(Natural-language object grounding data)
== == ==
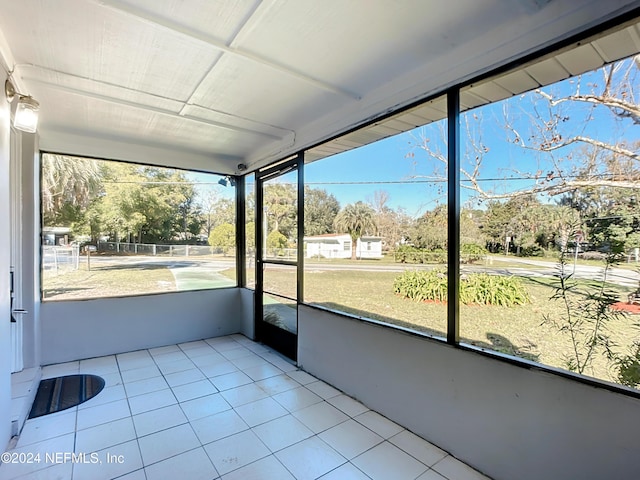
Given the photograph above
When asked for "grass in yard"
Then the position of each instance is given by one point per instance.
(517, 331)
(107, 281)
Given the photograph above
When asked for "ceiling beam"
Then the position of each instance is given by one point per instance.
(158, 110)
(158, 21)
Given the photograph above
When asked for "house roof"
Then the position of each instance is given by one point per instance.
(337, 236)
(212, 85)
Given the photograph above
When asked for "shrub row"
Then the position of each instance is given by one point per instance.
(480, 288)
(469, 253)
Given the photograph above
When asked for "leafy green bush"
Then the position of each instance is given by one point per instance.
(628, 367)
(421, 285)
(472, 252)
(410, 254)
(480, 288)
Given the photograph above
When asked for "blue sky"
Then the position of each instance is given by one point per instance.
(385, 165)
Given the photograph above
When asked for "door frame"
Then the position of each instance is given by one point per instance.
(281, 340)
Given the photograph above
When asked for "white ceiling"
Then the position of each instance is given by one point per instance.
(210, 84)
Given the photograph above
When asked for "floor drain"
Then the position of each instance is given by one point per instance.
(59, 393)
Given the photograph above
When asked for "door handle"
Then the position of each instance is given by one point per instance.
(17, 311)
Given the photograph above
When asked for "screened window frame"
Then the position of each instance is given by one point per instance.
(238, 197)
(454, 110)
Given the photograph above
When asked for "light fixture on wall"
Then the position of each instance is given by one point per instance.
(26, 116)
(226, 181)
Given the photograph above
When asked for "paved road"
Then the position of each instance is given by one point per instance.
(191, 272)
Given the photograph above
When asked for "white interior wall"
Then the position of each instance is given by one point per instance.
(247, 327)
(507, 421)
(5, 342)
(73, 330)
(30, 223)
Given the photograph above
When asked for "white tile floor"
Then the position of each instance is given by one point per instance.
(220, 408)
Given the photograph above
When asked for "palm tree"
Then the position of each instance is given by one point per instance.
(356, 219)
(68, 180)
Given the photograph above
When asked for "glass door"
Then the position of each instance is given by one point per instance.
(277, 240)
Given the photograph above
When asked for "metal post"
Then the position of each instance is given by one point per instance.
(453, 216)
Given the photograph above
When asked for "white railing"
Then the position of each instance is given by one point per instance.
(59, 259)
(155, 249)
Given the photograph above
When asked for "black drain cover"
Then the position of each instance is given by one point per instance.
(59, 393)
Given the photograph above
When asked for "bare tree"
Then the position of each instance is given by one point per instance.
(553, 125)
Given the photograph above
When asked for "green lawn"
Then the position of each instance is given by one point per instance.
(107, 281)
(515, 331)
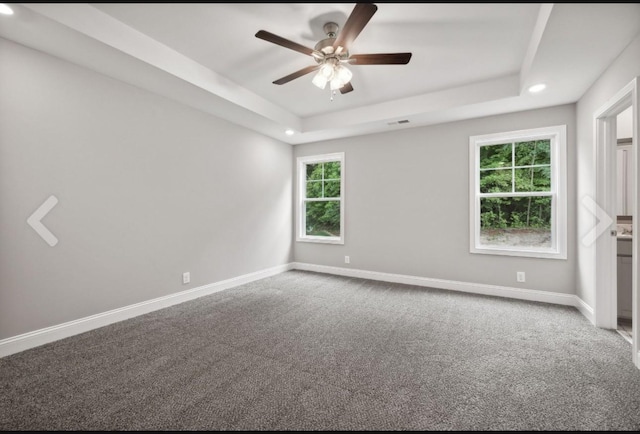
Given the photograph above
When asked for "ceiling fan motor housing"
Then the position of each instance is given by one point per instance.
(326, 45)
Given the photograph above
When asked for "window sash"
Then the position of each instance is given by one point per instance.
(303, 200)
(557, 190)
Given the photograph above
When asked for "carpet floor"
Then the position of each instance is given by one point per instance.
(311, 351)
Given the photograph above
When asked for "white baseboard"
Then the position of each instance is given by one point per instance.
(474, 288)
(36, 338)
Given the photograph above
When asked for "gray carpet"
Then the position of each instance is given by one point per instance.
(309, 351)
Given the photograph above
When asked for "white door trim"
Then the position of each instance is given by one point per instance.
(605, 308)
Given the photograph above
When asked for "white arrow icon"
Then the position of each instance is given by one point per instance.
(604, 221)
(36, 224)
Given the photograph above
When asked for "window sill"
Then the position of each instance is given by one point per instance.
(548, 254)
(320, 240)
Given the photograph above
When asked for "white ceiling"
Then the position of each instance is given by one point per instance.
(469, 59)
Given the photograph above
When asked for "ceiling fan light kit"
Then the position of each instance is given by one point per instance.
(332, 53)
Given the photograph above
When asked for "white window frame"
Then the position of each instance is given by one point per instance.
(302, 162)
(558, 139)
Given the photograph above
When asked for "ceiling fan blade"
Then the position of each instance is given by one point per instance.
(279, 40)
(380, 59)
(297, 74)
(346, 88)
(359, 18)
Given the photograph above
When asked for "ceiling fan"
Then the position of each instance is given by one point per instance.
(331, 54)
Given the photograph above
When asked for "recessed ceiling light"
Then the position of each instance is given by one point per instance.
(537, 88)
(5, 10)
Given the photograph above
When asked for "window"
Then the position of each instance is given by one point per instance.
(321, 198)
(518, 193)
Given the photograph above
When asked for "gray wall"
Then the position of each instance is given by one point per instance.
(620, 73)
(147, 189)
(407, 205)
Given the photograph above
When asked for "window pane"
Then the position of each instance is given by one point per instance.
(314, 189)
(534, 152)
(492, 156)
(332, 189)
(516, 221)
(323, 218)
(496, 181)
(533, 179)
(332, 170)
(314, 171)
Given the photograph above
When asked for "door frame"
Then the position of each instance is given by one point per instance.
(605, 309)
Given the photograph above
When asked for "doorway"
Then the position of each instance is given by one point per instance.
(606, 137)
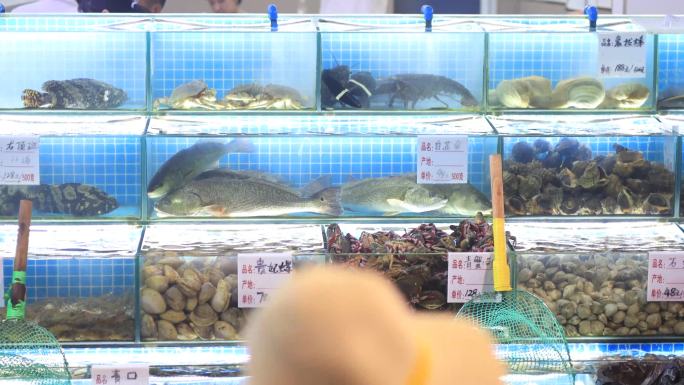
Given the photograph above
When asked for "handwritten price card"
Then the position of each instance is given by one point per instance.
(442, 159)
(622, 54)
(665, 276)
(469, 274)
(261, 274)
(120, 375)
(19, 160)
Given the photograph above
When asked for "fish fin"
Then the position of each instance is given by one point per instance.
(241, 145)
(398, 204)
(328, 201)
(215, 210)
(221, 172)
(315, 186)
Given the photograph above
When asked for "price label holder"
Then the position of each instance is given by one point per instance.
(120, 375)
(665, 276)
(442, 159)
(622, 54)
(261, 274)
(469, 274)
(19, 157)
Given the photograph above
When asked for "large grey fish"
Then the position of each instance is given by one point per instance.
(463, 199)
(402, 194)
(75, 199)
(81, 94)
(188, 163)
(315, 186)
(227, 197)
(390, 196)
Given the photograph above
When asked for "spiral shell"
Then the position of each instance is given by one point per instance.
(628, 95)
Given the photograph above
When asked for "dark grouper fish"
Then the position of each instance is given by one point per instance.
(75, 199)
(77, 94)
(188, 163)
(227, 197)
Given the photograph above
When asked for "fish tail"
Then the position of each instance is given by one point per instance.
(241, 145)
(328, 201)
(35, 99)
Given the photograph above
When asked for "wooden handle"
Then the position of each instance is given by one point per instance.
(21, 253)
(496, 176)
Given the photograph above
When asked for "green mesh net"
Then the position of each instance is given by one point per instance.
(530, 339)
(29, 354)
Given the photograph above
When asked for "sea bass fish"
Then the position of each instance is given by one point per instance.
(81, 94)
(390, 195)
(315, 186)
(188, 163)
(75, 199)
(385, 195)
(227, 197)
(463, 199)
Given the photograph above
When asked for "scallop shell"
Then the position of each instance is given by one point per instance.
(191, 304)
(171, 274)
(152, 302)
(167, 331)
(221, 299)
(148, 328)
(173, 316)
(206, 292)
(185, 332)
(203, 315)
(174, 298)
(158, 283)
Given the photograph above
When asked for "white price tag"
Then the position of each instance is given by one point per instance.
(469, 274)
(120, 375)
(19, 160)
(622, 54)
(260, 274)
(442, 159)
(2, 287)
(665, 276)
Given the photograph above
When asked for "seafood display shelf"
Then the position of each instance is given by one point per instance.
(533, 63)
(594, 277)
(164, 282)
== == ==
> **Directions**: Return all the data exactly, pictures omitted.

> **Response to the task**:
Given the photograph above
When asked for "grass in yard"
Then the position of each instance is given by one point per instance.
(517, 331)
(107, 281)
Given the photograph above
When asked for "ceiling beam"
Then the position of each instance is given by one point per instance.
(158, 110)
(158, 21)
Given the photograph above
When asked for "house roof"
Then the position of each instance is given by one point per instance.
(337, 236)
(212, 85)
Given the photograph above
When asked for "shrub row"
Then the position of each instance is given by one point per instance.
(480, 288)
(469, 253)
Given the photograph above
When asked for "leafy green bush"
Then the position of each instance is given by one point per instance.
(628, 367)
(421, 285)
(472, 252)
(410, 254)
(480, 288)
Given the photograph above
When asked for "blue sky"
Then the position of each instance is given by one point per instance.
(385, 165)
Given the photograph above
When asked for "door frame"
Then the position of each instance is given by one point per instance.
(281, 340)
Given the photograph above
When asked for "white ceiling"
Then the position of each instance is given by one point per instance.
(210, 84)
Given the photograph above
When asked for "floor drain"
Then the position of each instance is given by one point per instance.
(59, 393)
Given the photograph above
When asked for "door handle"
Then the position of each instance is given by one point per instance.
(17, 311)
Given the photograph above
When asked for "screened window frame"
Then the position of each instance is given by one point per instance.
(238, 197)
(454, 110)
Given the photograph above
When asked for "light fixture on wall"
Then the position of each instance is given by one point per instance.
(26, 116)
(226, 181)
Given the photograph above
When asked for "paved road"
Then the position of each instance is given by one point per instance.
(191, 272)
Given the photograph above
When asked for "white interior wall"
Then the position of each instance is given by one point per instance.
(247, 327)
(507, 421)
(5, 342)
(73, 330)
(30, 223)
Given the photograph above
When asked for "white tile floor"
Then the position of each instance is given by one point per instance.
(220, 408)
Given the photograph above
When asked for "palm tree"
Then the position of each instance is given by one point per instance.
(356, 219)
(68, 180)
Given the photograph above
When asked for "glass door"
Then the position of each instance is given by one point per instance.
(277, 240)
Given the photograph above
When asked for "metal post"
Then the position of each instance is given by one point per instance.
(453, 216)
Given the photograph above
When asked for "white railing"
Then the position of each instance is given by one point per instance.
(59, 259)
(155, 249)
Given the photograph above
When asked for "black drain cover"
Then the position of each instance is given by one point per instance.
(59, 393)
Given the photograph above
When asked for "bare tree"
Then the position of each instance is given by one point per instance.
(553, 125)
Given the photograph above
When asked for "green lawn"
Then the position of each instance is given by one point per instance.
(107, 281)
(515, 331)
Given the photograph above
When asked for "ceiling fan motor housing"
Then the position of each instance is given by one point per instance.
(326, 45)
Given the photograph above
When asked for "window sash"
Then the position of each instance is given by one point per instance.
(303, 200)
(557, 190)
Given the photograph above
When asked for "carpet floor"
Then the position of each instance is given by one point per instance.
(311, 351)
Given the photograph above
When asked for "white baseboard"
Then the position of each instance is given by one point per instance.
(474, 288)
(36, 338)
Given the photograph above
When asked for "gray carpet"
Then the position of each instance is given by one point per instance.
(309, 351)
Given the photograph above
When asked for "white door trim"
Then the position of each instance is given by one point per instance.
(605, 308)
Given the photograph above
When asked for "white arrow icon"
Then the position of each instance is given by one point per instance.
(604, 221)
(36, 224)
Given the photograph above
When asked for "window sill"
Then the position of each instance is given by one point per instance.
(548, 254)
(320, 240)
Given the photograph above
When asked for "white ceiling"
Then the position of each instance is given by one point per instance.
(469, 59)
Given the photograph above
When asked for "ceiling fan light kit"
Then the position of each instance is given by one point per instance.
(332, 53)
Given the photograph above
When asked for "white window frame"
Then the position of each instance is given by one point per instance.
(302, 162)
(558, 139)
Given the photograph above
When asked for "ceiling fan blade"
Then the position of each instance is given by one point per instance.
(279, 40)
(380, 59)
(297, 74)
(346, 88)
(359, 18)
Given the photograph above
When asked for "ceiling fan"
Then the position of each instance is given by one point per instance.
(331, 54)
Given the photograph above
When asked for "recessed ceiling light"
Then the position of each instance is given by one point per instance.
(537, 88)
(5, 10)
Given the photograph above
When asked for "window"
Then the position of each instance is given by one point per instance.
(321, 198)
(518, 193)
Given the photograph above
When asked for "gray wall"
Then the position of each instance is given by one point per instance.
(620, 73)
(147, 189)
(407, 205)
Given the photograph above
When asked for "window pane"
Then the position of each instance is given by one point per instance.
(314, 189)
(534, 152)
(492, 156)
(332, 189)
(516, 221)
(323, 218)
(496, 181)
(533, 179)
(332, 170)
(314, 171)
Given the photograph above
When asked for "door frame"
Then the position of each instance is given by one point per instance.
(605, 309)
Given the photograph above
When asked for "doorway"
Then the position of each instance is given by one point per instance.
(606, 137)
Given the photograph above
When asked for "handwritten price card"
Then the position of each instance is given by one point per instance.
(442, 159)
(622, 54)
(665, 276)
(469, 274)
(261, 274)
(120, 375)
(19, 160)
Given the photograph above
When asked for "fish fin"
Then the position of each instance is given by one point per instance.
(241, 145)
(398, 204)
(328, 201)
(215, 210)
(221, 172)
(315, 186)
Given the photograph above
When asked for "price label holder"
Then the position of each instance is given by one point per instance.
(120, 375)
(665, 276)
(442, 159)
(622, 54)
(261, 274)
(469, 274)
(19, 157)
Given the photograph above
When asked for "large grey fish"
Then the position of each instance is given by one point per instance.
(463, 199)
(402, 194)
(75, 199)
(81, 94)
(188, 163)
(315, 186)
(227, 197)
(390, 196)
Given the photograph above
When asked for "spiral shell"
Then the position of each instance is given by one point per instance.
(628, 95)
Given the photograph above
When asked for "dark grouper fish"
Then the position of each instance is given by one point per instance.
(75, 199)
(77, 94)
(188, 163)
(227, 197)
Given the photograph above
When asked for "fish tail"
Then the position of each instance is given by one point per instance.
(241, 145)
(328, 201)
(35, 99)
Given the photograph above
When asked for "wooden handle"
Then the position of each instance is given by one point per instance.
(21, 253)
(496, 176)
Given the photograph above
When asked for "green mesh net"
Then the position of each instance is given by one point per instance.
(530, 339)
(29, 354)
Given the photograph above
When asked for "sea bass fish"
Then the position of each instance is given by one point per instance.
(81, 94)
(390, 195)
(315, 186)
(188, 163)
(75, 199)
(385, 195)
(227, 197)
(463, 199)
Given the photograph above
When asked for "scallop shell"
Then the position of each instance is given by one point per instance.
(191, 304)
(171, 274)
(152, 302)
(167, 331)
(221, 299)
(148, 328)
(173, 316)
(206, 292)
(185, 332)
(203, 315)
(174, 298)
(158, 283)
Given the photograph above
When asked for "white price tag"
Then the position of each instance is given by one point per instance.
(469, 274)
(120, 375)
(19, 160)
(622, 54)
(260, 274)
(442, 159)
(2, 287)
(665, 276)
Given the photograph above
When asked for "seafood display shelf"
Then the position of each instance is given by one point per instance.
(533, 63)
(594, 277)
(164, 282)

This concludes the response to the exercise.